Prompt 1
Using the law catalog excerpt, explain why students are expected to maintain regular attendance in their courses.
Prompt 2
Reproduce the portion of the law catalog excerpt starting with "The first-year program" and going on through "of Law Practice.".
━━━━━ Document passage ━━━━━
2004-2005 Law Catalog [ARCHIVED BULLETIN]

Course of Study


The School of Law admits students only in the fall semester. Both full- and part-time programs are offered. The course of study is offered on a full-time basis over three academic years and on a part-time basis over four academic years, consisting of two semesters each year.

Courses, programs and requirements may be modified or suspended at the discretion of the School of Law.

Requirements for the J.D. Degree

The first-year program is required, and students must pass all courses to be eligible for graduation.

The curriculum for the second and third years in the full-time program is elective, with the following exceptions: in the second year students must take Appellate Advocacy, Constitutional Law I and Constitutional Law II. In the second or third year students must take Lawyers’ Ethics or Ethics and Economics of Law Practice.

To be eligible for the J.D. degree, students in the full-time program must:

  1. Complete at least 87 credits.
  2. Satisfy residency requirements (see below).
  3. Pass all first-year courses.
  4. Pass Appellate Advocacy, Constitutional Law I and Constitutional Law II (required second year courses).
  5. Pass Lawyers’ Ethics or Ethics and Economics of Law Practice in either the second or third year.
  6. Successfully complete the two upper-class writing requirements.
  7. Achieve a minimum cumulative average of at least 2.0 (C average).

To be eligible for the J.D. degree, students in the parttime program must:

  1. Complete at least 87 credits.
  2. Satisfy residency requirements (see below).
  3. Pass all required courses; including Lawyers’ Ethics or Ethics and Economics of Law Practice in either the second, third or fourth year.
  4. Successfully complete the two upper-class writing requirements.
  5. Achieve a minimum cumulative average of at least 2.0 (C average).

Upper-Class Writing Requirements

All students must satisfy two upper-class writing requirements. Writing Requirement I is satisfied by writing a substantial scholarly research paper in a seminar taught by a full-time faculty member or by registering for and submitting a substantial research paper for an independent study. The minimum acceptable grade for Writing Requirement I for both of these alternatives is C+. The grade of C+ must be for the paper itself, not a course grade that has been increased to reflect class participation. Writing Requirement I may also be satisfied by writing a publishable note for the Hofstra Law Review, Hofstra Labor and Employment Law Journal , or by writing for the Family Court Review provided that the award of writing credit has been approved by the appropriate Board of Faculty Advisers. Courses that may be taken to satisfy Writing Requirement I are listed in each semester’s registration materials.

Writing Requirement II may be satisfied through writing a substantial research paper in a seminar or independent study or by writing a paper or series of papers in a drafting, simulation, clinical or other course. Courses that may be taken to satisfy Writing Requirement II are listed in each semester’s registration materials. The cumulative writing necessary to meet Writing Requirement II must be at least 20 pages, and the writing must involve legal analysis, legal reasoning, and/or philosophical reflection. The minimum acceptable grade for Writing Requirement II is C+. The grade of C+ must be for the paper itself, not a course grade that has been increased to reflect class participation.

Intensive faculty supervision is required to satisfy either writing requirement. A detailed sentence outline or draft must be submitted and commented upon by the faculty member.

Attendance Requirement

The Law School, the American Bar Association and the New York State Court of Appeals require students to be in good standing and maintain regular attendance during the academic year for the courses in which they are registered. Attendance may be taken in particular classes; excessive absenteeism, regardless of reason, may result in required withdrawal from the course or a failing grade.
━━━━━ Recorded data ━━━━━
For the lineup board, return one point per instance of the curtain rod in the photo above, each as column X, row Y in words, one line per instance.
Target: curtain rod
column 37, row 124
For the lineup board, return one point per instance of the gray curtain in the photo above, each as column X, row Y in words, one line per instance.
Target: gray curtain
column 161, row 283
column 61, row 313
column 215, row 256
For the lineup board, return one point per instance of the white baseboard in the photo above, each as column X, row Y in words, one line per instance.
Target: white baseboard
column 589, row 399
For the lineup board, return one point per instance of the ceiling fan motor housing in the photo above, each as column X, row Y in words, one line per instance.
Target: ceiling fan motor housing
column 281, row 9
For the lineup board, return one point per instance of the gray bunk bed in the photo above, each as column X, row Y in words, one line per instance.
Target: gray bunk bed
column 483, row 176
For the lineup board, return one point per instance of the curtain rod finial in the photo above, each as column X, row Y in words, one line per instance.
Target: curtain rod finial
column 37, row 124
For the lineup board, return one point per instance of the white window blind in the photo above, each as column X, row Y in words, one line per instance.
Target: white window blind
━━━━━
Worked solution 1
The Law School, the American Bar Association and the New York State Court of Appeals require students to be in good standing and to maintain regular attendance during the academic year for the courses in which they are registered.

Worked solution 2
The first-year program is required, and students must pass all courses to be eligible for graduation.

The curriculum for the second and third years in the full-time program is elective, with the following exceptions: in the second year students must take Appellate Advocacy, Constitutional Law I and Constitutional Law II. In the second or third year students must take Lawyers’ Ethics or Ethics and Economics of Law Practice.